**What to produce:**
Please reproduce the part of the article on George Matanzima that opens with "South African politician" and closes with "in December 1987.".

**Given passage:**
2nd prime minister of Transkei
- In office 20 February 1979 – 24 September 1987
- President: Kaiser Matanzima
- Preceded by: Kaiser Matanzima
- Succeeded by: Dumnisani Gladstone Gwadiso (Acting) Stella Sigcau

Personal details
- Born: George Mzimvubu Mathanzima 26 December 1918 Qamata, Cape, South Africa
- Died: 10 November 2000 (aged 81) Queenstown, Eastern Cape, South Africa
- Party: Transkei National Independence Party

= George Matanzima =

South African politician (1918–2000)

Chief George Mzimvubu Matanzima, often misspelled as Mathanzima (26 December 1918 – 10 November 2000) was a leader of the Transkei bantustan in South Africa, a young brother of Kaiser and a grandnephew of Nelson Mandela. He and his brother, Kaiser co-founded and led the Transkei National Independence Party. Mathanzima was appointed as Prime Minister of Transkei after his brother became president. He served as prime minister from 20 February 1979 to 24 September 1987. Bantu Holomisa forced his resignation and exile in October 1987. Stella Sigcau succeeded him as prime minister, but Holomisa forced her out of office in a coup d'état and took power himself in December 1987.

==Government crackdown==
The independence of the Transkei was widely rejected by critics of the Nationalist government worldwide. Some of the most vocal critics came from within the Transkei itself, from the leaders of the Black Consciousness Movement rejecting the move for statehood.

In the lead up to the independence-day celebrations of 1976, Matanzima detained political activists and cultural artists under Proclamation 400, an act similar in function to the Apartheid government's Terrorism Act. George Matanzima banned the Democratic Progressive Party that was led by the AbaThembu King Sabata Dalindyebo. He was accused of bringing the President Kaiser Matanzima's name into disrepute, as a result having his crown taken away. The 1980s saw an even more severe crackdown by Matanzima, arresting journalists and students who were vocal about the Transkei government.

==Corruption charges==
By the mid 1980s, Matanzima's position as prime minister was brought into question when an audit launched by the Nationalist government of South Africa revealed the embezzlement of state funds by Matanzima and his brother. This led to an investigation over the accepting of $500,000 in kickbacks from a Lebanese businessman who needed to secure a housing contract in the Transkei. Further claims were made that South African business tycoon Sol Kerzner paid Matanzima and some members of his cabinet two million Rand in order to secure exclusive gambling rights in the Transkei. By this time Matanzima had been elected president of the Transkei National Independence Party.

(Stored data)

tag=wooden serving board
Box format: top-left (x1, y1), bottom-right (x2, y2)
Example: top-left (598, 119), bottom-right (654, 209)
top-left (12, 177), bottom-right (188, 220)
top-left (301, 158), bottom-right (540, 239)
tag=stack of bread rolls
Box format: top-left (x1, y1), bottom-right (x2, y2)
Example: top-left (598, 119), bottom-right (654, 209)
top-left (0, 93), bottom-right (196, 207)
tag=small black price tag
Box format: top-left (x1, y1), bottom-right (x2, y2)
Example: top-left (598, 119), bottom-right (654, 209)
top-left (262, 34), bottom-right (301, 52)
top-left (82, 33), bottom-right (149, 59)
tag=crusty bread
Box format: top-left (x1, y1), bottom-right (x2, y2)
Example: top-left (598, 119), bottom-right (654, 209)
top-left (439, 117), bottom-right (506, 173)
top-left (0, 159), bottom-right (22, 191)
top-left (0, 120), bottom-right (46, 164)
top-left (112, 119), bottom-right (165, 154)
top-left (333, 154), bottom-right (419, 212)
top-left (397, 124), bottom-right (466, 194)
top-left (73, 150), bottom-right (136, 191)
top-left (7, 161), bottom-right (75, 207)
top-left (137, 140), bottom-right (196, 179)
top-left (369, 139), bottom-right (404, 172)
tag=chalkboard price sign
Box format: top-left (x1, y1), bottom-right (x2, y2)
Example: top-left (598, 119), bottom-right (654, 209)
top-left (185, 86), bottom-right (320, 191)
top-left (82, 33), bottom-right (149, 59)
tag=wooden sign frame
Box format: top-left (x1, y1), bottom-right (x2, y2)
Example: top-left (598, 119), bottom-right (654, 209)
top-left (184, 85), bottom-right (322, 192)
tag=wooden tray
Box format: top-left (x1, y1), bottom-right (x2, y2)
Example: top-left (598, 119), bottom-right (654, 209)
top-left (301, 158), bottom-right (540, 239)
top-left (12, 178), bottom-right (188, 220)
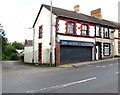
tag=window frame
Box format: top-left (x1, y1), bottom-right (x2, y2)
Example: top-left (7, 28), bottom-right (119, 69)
top-left (95, 26), bottom-right (101, 37)
top-left (118, 41), bottom-right (120, 53)
top-left (103, 43), bottom-right (111, 56)
top-left (103, 27), bottom-right (110, 39)
top-left (67, 21), bottom-right (75, 34)
top-left (81, 24), bottom-right (89, 36)
top-left (38, 25), bottom-right (43, 39)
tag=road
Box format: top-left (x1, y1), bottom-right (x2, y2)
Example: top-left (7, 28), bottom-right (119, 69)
top-left (2, 59), bottom-right (119, 93)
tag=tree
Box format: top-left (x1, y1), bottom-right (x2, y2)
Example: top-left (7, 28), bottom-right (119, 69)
top-left (12, 41), bottom-right (24, 49)
top-left (5, 44), bottom-right (17, 59)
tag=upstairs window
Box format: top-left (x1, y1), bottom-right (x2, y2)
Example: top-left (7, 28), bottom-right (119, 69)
top-left (95, 26), bottom-right (101, 37)
top-left (67, 21), bottom-right (75, 34)
top-left (118, 30), bottom-right (120, 38)
top-left (38, 26), bottom-right (43, 39)
top-left (104, 44), bottom-right (110, 56)
top-left (118, 41), bottom-right (120, 53)
top-left (81, 24), bottom-right (88, 36)
top-left (103, 28), bottom-right (110, 38)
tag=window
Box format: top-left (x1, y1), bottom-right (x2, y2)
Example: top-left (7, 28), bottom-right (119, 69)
top-left (104, 44), bottom-right (110, 56)
top-left (103, 28), bottom-right (110, 38)
top-left (118, 30), bottom-right (120, 38)
top-left (118, 41), bottom-right (120, 53)
top-left (67, 22), bottom-right (75, 34)
top-left (82, 24), bottom-right (88, 36)
top-left (38, 26), bottom-right (43, 39)
top-left (95, 26), bottom-right (101, 37)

**Correct result:**
South African politician (1918–2000)

Chief George Mzimvubu Matanzima, often misspelled as Mathanzima (26 December 1918 – 10 November 2000) was a leader of the Transkei bantustan in South Africa, a young brother of Kaiser and a grandnephew of Nelson Mandela. He and his brother, Kaiser co-founded and led the Transkei National Independence Party. Mathanzima was appointed as Prime Minister of Transkei after his brother became president. He served as prime minister from 20 February 1979 to 24 September 1987. Bantu Holomisa forced his resignation and exile in October 1987. Stella Sigcau succeeded him as prime minister, but Holomisa forced her out of office in a coup d'état and took power himself in December 1987.